Written exercise.
Find each line in the data below that contains the string "white", and copy those lines.

Extracted entries.
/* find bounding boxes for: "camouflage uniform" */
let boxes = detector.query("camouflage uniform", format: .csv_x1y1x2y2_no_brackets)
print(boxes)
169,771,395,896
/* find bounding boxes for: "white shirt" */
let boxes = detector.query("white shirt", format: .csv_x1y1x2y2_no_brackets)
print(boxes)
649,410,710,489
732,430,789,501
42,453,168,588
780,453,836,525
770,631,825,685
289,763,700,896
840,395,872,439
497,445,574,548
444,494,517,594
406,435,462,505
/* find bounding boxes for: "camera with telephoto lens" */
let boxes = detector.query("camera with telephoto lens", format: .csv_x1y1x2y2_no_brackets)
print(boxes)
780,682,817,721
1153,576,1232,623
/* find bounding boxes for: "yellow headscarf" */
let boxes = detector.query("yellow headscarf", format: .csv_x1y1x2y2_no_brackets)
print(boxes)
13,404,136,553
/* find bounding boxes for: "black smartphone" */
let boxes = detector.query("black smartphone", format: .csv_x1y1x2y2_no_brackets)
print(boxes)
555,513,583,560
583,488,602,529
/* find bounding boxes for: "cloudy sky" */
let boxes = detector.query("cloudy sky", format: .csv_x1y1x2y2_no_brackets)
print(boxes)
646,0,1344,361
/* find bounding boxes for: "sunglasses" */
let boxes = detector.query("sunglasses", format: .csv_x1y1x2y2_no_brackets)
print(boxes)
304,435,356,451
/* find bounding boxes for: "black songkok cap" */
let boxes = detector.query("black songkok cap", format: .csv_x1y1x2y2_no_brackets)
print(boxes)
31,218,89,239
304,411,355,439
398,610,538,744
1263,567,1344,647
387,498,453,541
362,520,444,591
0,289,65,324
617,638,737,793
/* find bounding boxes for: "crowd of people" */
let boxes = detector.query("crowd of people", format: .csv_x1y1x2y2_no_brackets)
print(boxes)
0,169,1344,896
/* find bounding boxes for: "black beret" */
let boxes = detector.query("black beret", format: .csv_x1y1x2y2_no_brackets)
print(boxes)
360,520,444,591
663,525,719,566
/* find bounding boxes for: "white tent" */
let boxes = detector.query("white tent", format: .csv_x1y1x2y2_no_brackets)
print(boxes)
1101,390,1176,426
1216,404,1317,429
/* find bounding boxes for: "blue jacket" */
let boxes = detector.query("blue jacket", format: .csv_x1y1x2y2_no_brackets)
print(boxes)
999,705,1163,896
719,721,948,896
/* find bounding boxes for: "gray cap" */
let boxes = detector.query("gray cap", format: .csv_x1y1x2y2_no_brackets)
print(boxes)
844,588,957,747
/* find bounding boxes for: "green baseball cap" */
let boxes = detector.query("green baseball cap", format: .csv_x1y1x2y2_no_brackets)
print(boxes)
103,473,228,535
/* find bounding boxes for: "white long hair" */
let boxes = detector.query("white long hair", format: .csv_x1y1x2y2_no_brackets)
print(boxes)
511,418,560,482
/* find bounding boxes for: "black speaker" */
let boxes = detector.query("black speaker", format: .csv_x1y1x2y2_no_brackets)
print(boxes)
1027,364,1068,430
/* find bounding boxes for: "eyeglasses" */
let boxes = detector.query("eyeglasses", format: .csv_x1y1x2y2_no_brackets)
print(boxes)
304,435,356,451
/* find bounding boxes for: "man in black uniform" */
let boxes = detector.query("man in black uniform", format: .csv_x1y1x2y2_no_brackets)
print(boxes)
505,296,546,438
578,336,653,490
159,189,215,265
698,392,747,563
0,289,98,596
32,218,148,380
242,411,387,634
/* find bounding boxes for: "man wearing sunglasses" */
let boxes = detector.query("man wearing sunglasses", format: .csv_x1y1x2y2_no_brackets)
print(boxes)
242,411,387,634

Completed exercise.
/* find bounding boxes for: "white shirt" */
let boxes = detector.query("white shirt", format: .csv_x1y1x2y2_no_brackets)
/* find bounding boxes for: "white tent" */
let boxes = detector.query("white tent", format: .csv_x1y1x2y2_no_brackets)
/* find bounding boxes for: "white long hair" */
let boxes = detector.query("white long hair", format: .csv_x1y1x2y2_no_brackets)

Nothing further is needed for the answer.